## [EXERCISE PROMPT]
The line containing "blue metal fence" marks the start; extract exactly from it through the last line of the entries, and omit any pictures.

## [RECORDS SHOWN]
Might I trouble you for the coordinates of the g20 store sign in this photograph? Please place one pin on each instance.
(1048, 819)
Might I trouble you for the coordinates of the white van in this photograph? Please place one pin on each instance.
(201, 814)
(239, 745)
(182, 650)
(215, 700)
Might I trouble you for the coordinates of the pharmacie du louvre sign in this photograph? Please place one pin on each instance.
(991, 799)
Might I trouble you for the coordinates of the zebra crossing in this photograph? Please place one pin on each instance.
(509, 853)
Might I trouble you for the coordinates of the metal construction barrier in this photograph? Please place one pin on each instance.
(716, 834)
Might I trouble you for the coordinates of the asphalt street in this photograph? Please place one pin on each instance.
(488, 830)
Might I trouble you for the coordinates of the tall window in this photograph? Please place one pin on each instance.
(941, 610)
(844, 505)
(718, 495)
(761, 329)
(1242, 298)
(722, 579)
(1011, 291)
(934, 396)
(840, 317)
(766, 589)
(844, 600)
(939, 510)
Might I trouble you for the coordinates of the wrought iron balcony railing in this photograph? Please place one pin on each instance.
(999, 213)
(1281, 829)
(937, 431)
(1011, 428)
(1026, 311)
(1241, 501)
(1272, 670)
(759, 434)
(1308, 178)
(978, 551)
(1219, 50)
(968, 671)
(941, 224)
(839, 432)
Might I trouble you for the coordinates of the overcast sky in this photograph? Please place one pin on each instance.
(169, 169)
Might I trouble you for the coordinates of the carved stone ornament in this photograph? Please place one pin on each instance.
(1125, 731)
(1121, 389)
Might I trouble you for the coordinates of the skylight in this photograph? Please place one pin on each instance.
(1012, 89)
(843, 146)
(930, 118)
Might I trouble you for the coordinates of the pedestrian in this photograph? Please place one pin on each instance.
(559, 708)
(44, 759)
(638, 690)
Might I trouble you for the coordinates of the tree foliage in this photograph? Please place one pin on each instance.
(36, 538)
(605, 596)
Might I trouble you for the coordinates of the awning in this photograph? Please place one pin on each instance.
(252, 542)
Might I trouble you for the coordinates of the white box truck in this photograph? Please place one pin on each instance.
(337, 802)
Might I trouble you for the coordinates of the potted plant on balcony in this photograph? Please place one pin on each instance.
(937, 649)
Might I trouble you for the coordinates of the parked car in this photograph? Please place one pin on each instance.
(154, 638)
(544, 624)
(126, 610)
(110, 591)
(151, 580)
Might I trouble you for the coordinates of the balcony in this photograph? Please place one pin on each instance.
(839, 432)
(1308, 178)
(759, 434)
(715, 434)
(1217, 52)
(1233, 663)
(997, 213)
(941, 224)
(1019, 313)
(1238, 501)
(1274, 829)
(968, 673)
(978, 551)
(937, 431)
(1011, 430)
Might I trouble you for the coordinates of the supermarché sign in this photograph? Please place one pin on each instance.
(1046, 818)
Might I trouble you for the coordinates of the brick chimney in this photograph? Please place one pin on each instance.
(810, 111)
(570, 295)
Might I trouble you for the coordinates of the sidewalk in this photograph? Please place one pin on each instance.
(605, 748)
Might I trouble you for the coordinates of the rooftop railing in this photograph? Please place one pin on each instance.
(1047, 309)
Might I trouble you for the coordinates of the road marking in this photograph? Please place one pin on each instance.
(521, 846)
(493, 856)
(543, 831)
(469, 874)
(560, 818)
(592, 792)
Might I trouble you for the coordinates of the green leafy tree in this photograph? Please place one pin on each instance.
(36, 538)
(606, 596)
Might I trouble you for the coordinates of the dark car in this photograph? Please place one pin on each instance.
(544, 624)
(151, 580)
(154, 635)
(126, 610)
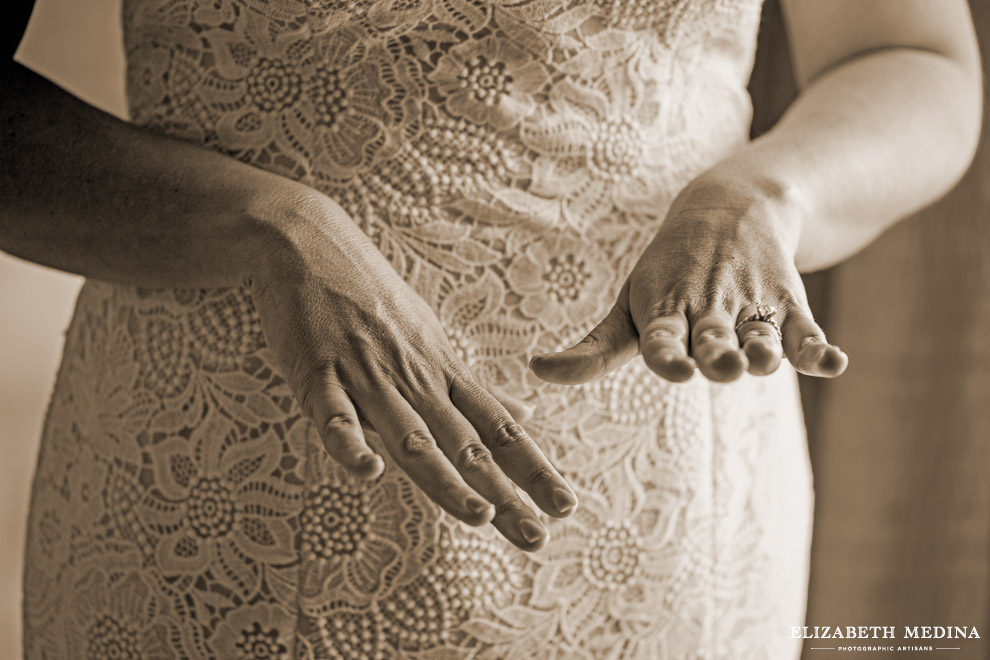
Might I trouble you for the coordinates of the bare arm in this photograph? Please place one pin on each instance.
(887, 121)
(85, 192)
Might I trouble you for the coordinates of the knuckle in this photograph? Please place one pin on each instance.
(715, 333)
(508, 435)
(474, 457)
(509, 505)
(310, 381)
(339, 423)
(541, 475)
(417, 443)
(761, 331)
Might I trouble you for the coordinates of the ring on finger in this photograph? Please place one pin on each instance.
(764, 314)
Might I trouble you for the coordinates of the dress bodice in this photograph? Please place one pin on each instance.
(511, 158)
(520, 154)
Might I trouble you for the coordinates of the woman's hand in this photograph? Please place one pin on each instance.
(357, 343)
(714, 291)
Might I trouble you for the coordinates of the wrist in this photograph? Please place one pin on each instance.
(296, 230)
(777, 204)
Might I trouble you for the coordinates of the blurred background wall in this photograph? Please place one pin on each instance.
(900, 443)
(78, 45)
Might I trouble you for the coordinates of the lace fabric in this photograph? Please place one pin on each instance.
(511, 160)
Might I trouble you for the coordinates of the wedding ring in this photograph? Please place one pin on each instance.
(764, 314)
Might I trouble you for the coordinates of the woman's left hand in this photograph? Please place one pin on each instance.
(715, 290)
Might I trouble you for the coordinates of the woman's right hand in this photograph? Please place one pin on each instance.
(354, 342)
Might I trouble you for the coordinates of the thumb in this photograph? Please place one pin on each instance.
(610, 345)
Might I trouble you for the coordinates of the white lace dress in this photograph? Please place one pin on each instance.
(511, 158)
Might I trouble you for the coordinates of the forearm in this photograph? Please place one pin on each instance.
(84, 192)
(864, 145)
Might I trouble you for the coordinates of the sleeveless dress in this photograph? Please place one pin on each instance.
(511, 158)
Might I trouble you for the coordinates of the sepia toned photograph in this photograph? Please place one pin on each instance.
(494, 330)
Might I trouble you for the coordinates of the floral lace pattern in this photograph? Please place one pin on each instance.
(511, 158)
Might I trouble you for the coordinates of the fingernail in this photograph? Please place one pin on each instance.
(562, 500)
(478, 505)
(531, 530)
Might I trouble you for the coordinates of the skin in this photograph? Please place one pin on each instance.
(87, 193)
(887, 121)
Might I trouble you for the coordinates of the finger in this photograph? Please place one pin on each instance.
(612, 343)
(413, 448)
(760, 341)
(459, 440)
(339, 428)
(808, 349)
(715, 347)
(519, 409)
(513, 450)
(664, 344)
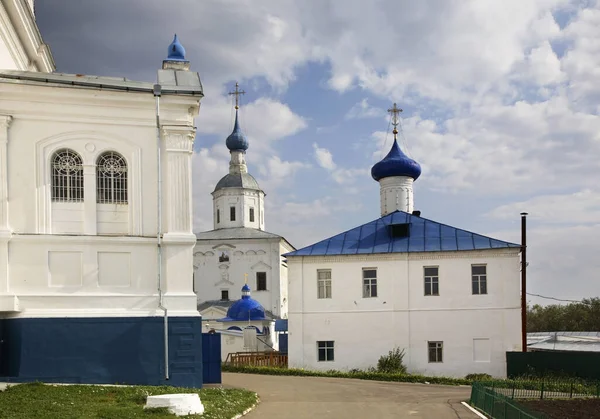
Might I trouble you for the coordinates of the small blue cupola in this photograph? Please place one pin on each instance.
(176, 51)
(245, 309)
(396, 163)
(237, 140)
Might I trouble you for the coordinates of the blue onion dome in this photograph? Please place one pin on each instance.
(176, 50)
(396, 163)
(237, 140)
(246, 308)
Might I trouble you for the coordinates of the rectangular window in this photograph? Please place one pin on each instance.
(432, 280)
(325, 350)
(479, 279)
(324, 283)
(261, 281)
(369, 283)
(435, 350)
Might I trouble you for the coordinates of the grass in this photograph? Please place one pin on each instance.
(42, 401)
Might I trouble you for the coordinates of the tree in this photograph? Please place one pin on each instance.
(573, 317)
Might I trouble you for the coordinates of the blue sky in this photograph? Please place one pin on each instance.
(500, 107)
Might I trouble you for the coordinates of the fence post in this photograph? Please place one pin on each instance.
(571, 394)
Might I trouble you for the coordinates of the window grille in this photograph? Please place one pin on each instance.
(111, 179)
(67, 176)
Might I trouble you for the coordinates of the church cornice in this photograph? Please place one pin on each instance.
(467, 254)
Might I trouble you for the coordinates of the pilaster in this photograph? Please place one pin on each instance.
(178, 237)
(177, 179)
(89, 183)
(5, 121)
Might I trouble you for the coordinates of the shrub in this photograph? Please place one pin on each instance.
(393, 362)
(478, 377)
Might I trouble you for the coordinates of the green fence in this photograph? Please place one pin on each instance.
(498, 406)
(542, 363)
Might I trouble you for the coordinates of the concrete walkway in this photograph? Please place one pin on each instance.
(316, 397)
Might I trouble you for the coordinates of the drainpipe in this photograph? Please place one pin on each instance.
(524, 281)
(157, 93)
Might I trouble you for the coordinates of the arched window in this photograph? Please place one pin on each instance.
(67, 176)
(111, 179)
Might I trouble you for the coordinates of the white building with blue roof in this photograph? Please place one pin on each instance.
(449, 297)
(96, 240)
(239, 245)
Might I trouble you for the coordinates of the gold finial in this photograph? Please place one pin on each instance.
(237, 92)
(395, 111)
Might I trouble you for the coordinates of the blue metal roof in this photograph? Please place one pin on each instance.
(424, 236)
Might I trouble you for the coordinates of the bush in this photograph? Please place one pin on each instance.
(478, 377)
(392, 363)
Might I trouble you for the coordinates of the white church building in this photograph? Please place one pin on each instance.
(449, 297)
(239, 248)
(96, 241)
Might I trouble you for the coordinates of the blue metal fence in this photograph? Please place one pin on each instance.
(211, 358)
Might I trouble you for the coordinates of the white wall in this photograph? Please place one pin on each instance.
(242, 200)
(366, 328)
(109, 265)
(245, 256)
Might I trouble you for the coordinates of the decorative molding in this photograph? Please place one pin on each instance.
(464, 254)
(231, 246)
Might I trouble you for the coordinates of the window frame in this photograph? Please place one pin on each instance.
(370, 283)
(479, 279)
(432, 280)
(112, 178)
(328, 347)
(438, 347)
(258, 288)
(324, 284)
(71, 185)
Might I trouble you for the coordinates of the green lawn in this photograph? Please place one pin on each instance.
(45, 401)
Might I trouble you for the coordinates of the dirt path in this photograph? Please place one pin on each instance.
(315, 397)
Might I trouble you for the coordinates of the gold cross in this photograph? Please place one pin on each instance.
(237, 94)
(395, 111)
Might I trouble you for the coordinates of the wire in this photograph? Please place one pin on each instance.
(558, 299)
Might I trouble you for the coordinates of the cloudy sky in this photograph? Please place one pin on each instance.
(500, 98)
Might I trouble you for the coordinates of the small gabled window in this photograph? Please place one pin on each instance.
(399, 230)
(479, 279)
(432, 280)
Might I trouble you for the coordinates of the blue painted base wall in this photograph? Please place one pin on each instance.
(126, 350)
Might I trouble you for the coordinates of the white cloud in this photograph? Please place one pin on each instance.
(362, 109)
(324, 157)
(579, 207)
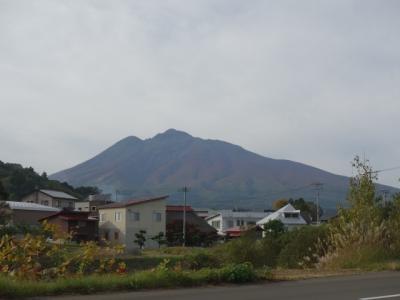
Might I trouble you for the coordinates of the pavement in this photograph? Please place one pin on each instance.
(371, 286)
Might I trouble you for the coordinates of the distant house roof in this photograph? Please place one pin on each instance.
(178, 208)
(239, 214)
(14, 205)
(131, 202)
(71, 216)
(281, 215)
(58, 194)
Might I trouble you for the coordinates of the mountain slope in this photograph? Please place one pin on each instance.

## [ANSWER TO THIS EXERCISE]
Might I trouble you for the coordinates of the blue metal fence in this photograph? Please place one pin on each instance.
(211, 358)
Might I trouble you for the coordinates of the white wall in this photograph? Please place one pin on each instance.
(242, 200)
(366, 328)
(109, 265)
(245, 256)
Might I trouble you for the coordinates of the decorative molding in this photograph? Please place one pin on each instance.
(464, 254)
(231, 246)
Might I trouble you for the coordinates of the window frame in this photograph? Please place one pin on each instance.
(370, 283)
(479, 279)
(432, 280)
(112, 178)
(328, 347)
(438, 347)
(258, 288)
(324, 284)
(71, 185)
Might I trouble you for the coordinates of the green lawn in this photograph? Please place one pin on each instance.
(45, 401)
Might I trouble you for the coordinates of the dirt path in this photograph? Please place one pin on each instance.
(315, 397)
Might I trouble you for the coordinates of the gold cross in this photograph? Please place one pin on each instance.
(237, 94)
(395, 111)
Might I trouble you for the coordinates of the wire in this photograph? Please place one pin on each instance.
(558, 299)
Might I trouble you for the coordinates of the cloudy sky in this photograph? Please place one pin on each instance.
(500, 98)
Might I trouble you for the coordinates of the small gabled window in this photograph? Please place one pin on each instance.
(399, 230)
(479, 279)
(432, 280)
Might I trouble you for the coordinates of the blue painted base wall in this photograph? Please place one pin on each instance.
(126, 350)
Might I trouble you for the coordinates of the white cloud in this photograph? Please place one pin on each instance.
(362, 109)
(324, 157)
(579, 207)
Might I trouble you for the coordinates of the pavement in this photograph? Please place one pin on each instance.
(371, 286)
Might I trouble you for the coordinates of the distant house roof in this photograph? Please place one pin on each instance.
(178, 208)
(239, 214)
(14, 205)
(131, 202)
(71, 216)
(281, 215)
(58, 194)
Might I trouble you for the coordinates of the mountain slope in this photograph? Please place one pin on each instance.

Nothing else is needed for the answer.